**Provided data:**
· · · · ·
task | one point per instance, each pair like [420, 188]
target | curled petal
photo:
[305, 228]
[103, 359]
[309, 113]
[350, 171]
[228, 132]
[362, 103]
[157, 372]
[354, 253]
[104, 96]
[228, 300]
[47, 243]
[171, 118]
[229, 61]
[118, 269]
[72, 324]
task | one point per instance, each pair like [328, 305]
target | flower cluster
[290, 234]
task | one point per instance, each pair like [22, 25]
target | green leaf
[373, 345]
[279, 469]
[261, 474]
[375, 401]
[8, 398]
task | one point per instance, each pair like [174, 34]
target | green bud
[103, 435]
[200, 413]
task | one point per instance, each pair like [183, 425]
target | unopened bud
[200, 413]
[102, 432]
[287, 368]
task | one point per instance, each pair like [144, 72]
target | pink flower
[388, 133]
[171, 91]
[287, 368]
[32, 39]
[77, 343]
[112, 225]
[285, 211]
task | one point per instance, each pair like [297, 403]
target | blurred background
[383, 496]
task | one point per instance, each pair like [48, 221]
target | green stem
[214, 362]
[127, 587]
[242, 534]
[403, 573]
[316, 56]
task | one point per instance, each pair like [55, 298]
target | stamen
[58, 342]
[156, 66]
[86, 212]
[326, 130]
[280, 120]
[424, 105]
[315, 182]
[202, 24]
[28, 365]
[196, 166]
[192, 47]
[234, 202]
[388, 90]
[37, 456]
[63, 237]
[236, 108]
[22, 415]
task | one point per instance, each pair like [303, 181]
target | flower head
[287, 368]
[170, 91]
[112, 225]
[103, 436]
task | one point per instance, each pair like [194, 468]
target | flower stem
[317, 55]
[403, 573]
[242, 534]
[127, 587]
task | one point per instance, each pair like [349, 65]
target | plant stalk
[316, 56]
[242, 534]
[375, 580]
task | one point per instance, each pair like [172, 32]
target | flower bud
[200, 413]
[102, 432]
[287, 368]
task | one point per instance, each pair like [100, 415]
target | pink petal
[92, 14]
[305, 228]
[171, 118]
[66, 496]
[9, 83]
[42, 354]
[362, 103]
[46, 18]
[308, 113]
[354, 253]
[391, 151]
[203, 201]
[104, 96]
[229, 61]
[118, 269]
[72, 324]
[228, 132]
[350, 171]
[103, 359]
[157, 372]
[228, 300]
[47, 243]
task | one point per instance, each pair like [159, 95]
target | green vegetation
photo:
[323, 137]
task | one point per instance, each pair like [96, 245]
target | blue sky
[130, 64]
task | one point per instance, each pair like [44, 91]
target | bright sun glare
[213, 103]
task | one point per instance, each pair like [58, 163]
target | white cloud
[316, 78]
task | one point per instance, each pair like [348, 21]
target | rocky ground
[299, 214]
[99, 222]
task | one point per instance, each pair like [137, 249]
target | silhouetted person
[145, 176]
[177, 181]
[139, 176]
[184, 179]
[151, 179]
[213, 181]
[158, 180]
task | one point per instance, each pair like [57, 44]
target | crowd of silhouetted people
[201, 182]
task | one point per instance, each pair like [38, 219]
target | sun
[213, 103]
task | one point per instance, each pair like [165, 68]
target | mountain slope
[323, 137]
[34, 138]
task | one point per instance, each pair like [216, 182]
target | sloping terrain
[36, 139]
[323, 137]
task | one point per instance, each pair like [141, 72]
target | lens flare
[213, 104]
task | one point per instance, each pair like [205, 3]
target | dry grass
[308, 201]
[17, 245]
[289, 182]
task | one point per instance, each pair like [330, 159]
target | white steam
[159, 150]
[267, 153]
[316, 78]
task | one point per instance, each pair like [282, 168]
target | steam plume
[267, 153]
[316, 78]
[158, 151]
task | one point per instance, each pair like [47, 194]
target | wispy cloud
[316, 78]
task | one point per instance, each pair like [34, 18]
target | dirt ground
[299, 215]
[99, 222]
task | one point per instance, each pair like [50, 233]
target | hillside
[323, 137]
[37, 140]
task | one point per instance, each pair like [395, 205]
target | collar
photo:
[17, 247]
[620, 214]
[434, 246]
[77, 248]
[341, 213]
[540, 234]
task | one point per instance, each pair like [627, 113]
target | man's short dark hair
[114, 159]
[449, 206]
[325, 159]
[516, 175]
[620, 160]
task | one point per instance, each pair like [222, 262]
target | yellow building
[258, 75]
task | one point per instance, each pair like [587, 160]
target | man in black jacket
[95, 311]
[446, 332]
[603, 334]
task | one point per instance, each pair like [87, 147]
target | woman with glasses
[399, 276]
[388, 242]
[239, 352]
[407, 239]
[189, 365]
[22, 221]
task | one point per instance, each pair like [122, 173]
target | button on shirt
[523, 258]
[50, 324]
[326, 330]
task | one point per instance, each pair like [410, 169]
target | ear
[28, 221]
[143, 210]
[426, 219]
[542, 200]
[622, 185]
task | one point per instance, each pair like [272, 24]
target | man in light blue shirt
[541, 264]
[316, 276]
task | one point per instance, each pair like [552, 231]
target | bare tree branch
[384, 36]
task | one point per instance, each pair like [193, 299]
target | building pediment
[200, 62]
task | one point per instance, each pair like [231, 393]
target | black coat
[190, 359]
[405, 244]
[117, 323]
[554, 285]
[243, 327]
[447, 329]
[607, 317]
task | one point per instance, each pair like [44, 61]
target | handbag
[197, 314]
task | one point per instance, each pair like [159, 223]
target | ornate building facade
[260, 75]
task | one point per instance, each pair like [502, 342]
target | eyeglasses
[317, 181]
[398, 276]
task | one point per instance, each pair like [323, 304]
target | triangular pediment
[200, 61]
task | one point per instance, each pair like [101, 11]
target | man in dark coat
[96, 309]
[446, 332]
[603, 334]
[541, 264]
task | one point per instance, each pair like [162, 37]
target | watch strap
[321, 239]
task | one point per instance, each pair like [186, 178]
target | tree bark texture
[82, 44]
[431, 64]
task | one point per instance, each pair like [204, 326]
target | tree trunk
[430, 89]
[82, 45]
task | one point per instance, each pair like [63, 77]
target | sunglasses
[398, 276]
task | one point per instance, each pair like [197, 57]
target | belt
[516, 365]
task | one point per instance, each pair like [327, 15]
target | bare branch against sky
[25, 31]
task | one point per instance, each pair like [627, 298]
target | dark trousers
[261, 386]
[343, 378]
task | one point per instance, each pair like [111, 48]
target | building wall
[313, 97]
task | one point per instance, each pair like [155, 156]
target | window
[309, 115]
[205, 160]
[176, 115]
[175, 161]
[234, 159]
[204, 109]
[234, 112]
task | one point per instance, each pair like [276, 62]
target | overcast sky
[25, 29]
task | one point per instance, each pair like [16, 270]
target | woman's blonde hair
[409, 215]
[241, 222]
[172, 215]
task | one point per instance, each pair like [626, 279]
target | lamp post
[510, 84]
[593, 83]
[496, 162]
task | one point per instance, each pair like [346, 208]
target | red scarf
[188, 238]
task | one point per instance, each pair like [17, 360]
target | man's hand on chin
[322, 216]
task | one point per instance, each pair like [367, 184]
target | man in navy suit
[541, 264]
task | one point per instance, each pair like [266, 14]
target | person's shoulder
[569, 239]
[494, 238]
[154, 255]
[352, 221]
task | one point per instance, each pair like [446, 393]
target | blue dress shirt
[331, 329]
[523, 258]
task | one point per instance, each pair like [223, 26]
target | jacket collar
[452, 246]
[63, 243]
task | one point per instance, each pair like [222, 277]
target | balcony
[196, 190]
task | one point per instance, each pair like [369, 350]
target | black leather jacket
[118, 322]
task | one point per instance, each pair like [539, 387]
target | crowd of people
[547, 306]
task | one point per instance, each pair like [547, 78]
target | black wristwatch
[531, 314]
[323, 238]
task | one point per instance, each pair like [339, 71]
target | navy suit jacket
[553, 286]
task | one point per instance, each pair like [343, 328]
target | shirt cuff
· · · · ·
**Exercise requirements:** Would you output, from the records above, exactly the run of lines that starts at the line containing "target | pink flower" and ends at the line containing "task | one point per instance, each pair like [55, 298]", and only that run?

**Answer section:**
target | pink flower
[388, 133]
[171, 91]
[287, 368]
[32, 39]
[77, 343]
[112, 225]
[285, 211]
task | one point per instance, each pair like [297, 403]
target | blurred background
[383, 496]
task | one point per instance, each pair like [48, 221]
target | green stem
[214, 362]
[127, 587]
[242, 534]
[403, 573]
[316, 56]
task | one point per instance, each pair like [55, 298]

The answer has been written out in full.